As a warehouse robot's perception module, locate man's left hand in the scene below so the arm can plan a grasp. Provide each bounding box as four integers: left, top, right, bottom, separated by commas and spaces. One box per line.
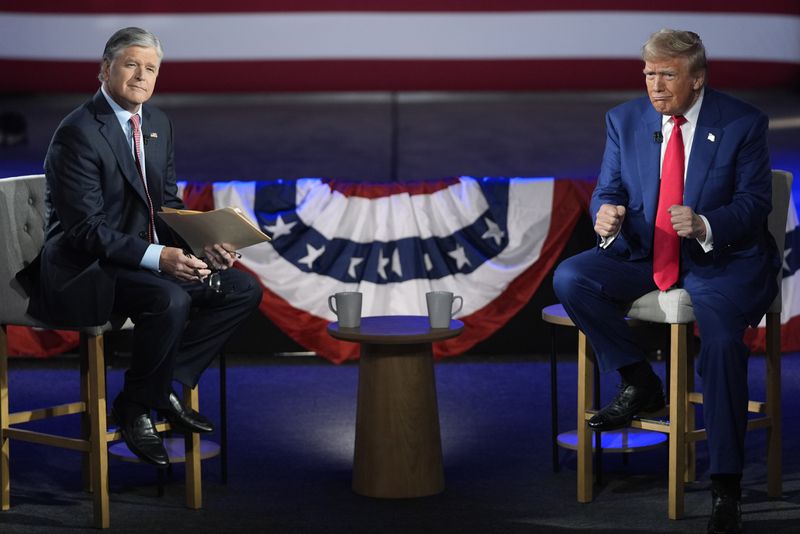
203, 243, 238, 271
669, 205, 706, 241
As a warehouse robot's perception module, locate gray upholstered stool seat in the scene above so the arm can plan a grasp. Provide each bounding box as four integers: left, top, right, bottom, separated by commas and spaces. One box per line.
628, 289, 694, 324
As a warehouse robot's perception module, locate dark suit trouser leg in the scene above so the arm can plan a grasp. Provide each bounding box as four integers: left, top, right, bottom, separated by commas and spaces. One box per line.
553, 250, 656, 372
172, 269, 262, 387
114, 269, 261, 409
684, 277, 750, 475
114, 269, 192, 409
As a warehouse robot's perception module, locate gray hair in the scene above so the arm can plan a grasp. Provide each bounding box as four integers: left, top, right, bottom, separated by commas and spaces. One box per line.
642, 28, 708, 74
97, 26, 164, 82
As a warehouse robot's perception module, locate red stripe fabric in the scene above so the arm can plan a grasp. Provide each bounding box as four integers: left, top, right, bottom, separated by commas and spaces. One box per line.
325, 178, 459, 198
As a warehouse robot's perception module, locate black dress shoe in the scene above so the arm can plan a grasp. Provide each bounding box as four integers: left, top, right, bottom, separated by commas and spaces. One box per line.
707, 490, 743, 534
111, 403, 169, 468
158, 392, 214, 433
589, 378, 665, 430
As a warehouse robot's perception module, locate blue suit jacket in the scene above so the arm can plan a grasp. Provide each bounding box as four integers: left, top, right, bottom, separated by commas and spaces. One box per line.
591, 88, 780, 324
18, 91, 188, 326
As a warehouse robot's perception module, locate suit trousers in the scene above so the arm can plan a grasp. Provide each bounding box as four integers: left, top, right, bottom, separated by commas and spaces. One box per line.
114, 269, 262, 409
553, 248, 749, 474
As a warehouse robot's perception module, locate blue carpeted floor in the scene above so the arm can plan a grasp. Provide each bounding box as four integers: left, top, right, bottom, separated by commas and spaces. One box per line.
0, 354, 800, 534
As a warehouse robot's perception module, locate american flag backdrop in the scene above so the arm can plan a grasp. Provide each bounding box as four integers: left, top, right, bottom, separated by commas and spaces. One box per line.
0, 0, 800, 361
0, 0, 800, 92
9, 177, 800, 362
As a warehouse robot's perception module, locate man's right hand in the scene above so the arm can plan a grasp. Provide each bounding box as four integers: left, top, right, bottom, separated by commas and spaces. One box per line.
158, 247, 211, 281
594, 204, 625, 237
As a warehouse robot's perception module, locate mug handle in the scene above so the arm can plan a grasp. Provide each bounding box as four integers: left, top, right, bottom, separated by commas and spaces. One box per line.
450, 295, 464, 317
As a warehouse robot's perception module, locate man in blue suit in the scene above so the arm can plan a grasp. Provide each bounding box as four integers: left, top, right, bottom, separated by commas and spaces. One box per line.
553, 30, 780, 533
18, 28, 262, 467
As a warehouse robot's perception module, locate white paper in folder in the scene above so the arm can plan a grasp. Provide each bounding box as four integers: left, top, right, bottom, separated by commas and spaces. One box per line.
158, 207, 270, 257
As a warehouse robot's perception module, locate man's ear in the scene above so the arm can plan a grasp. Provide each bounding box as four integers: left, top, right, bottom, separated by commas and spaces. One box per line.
692, 71, 706, 91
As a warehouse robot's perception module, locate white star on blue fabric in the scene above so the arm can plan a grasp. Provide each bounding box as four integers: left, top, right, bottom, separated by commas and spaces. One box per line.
481, 217, 506, 245
347, 257, 364, 278
264, 215, 297, 239
378, 249, 389, 280
447, 245, 472, 269
297, 247, 325, 269
392, 249, 403, 276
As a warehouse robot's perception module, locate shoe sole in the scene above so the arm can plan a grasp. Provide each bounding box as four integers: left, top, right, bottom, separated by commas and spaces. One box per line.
111, 408, 169, 469
587, 398, 667, 432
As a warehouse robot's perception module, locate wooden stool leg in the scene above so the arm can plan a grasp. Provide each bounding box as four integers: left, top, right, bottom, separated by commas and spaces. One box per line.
577, 331, 595, 502
683, 325, 697, 482
81, 334, 110, 528
79, 342, 92, 493
183, 386, 203, 510
0, 325, 11, 510
766, 313, 783, 498
669, 324, 688, 519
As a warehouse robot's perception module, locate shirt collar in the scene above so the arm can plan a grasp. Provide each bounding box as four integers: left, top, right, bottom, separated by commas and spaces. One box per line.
100, 84, 142, 128
661, 87, 706, 129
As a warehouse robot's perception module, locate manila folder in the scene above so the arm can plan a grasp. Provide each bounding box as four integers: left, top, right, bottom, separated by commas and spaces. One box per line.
158, 207, 270, 257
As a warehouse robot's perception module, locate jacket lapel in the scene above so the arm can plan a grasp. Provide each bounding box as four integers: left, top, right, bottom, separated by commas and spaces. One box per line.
142, 106, 164, 211
93, 90, 147, 205
683, 89, 723, 209
635, 105, 661, 225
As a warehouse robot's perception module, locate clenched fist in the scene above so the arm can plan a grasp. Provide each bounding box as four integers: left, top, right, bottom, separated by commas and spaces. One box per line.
594, 204, 625, 237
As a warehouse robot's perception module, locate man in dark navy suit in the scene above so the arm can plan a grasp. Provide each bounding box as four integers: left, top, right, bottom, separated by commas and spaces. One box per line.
554, 30, 780, 532
21, 28, 262, 467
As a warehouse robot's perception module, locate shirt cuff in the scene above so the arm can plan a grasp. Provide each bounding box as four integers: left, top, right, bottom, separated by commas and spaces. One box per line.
139, 244, 164, 272
600, 232, 619, 248
697, 213, 714, 252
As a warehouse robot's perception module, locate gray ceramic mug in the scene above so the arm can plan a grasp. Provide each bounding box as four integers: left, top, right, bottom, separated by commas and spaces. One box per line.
328, 291, 361, 328
425, 291, 464, 328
########################################
_Task prompt:_ Please reproduce the entries word for word, from the line with "As a warehouse robot's perception module, locate american" to the line with "450, 295, 464, 317", including both of those lines.

_Response to the exercise:_
As a warehouse robot's perception module, locate american flag backdrop in the scene above so the arm can plan a grasp. Provide each bounding box as four integers: left, top, right, bottom, separated by commas and spaces. One box per line.
0, 0, 800, 361
0, 0, 800, 92
9, 177, 800, 362
As a warehouse robot's perception module, locate man's right hand in the scene above so the arm can plan a grasp. Provide each bounding box as four integers: left, top, right, bottom, separated by commas and spaces. One box per line.
158, 247, 211, 281
594, 204, 625, 237
As a warehouse robot's perception module, locate mug handle in the scene above so the arm can plan a grasp. Provide each bounding box as four integers: left, top, right, bottom, separated by commas and spaces. One box per line.
450, 295, 464, 317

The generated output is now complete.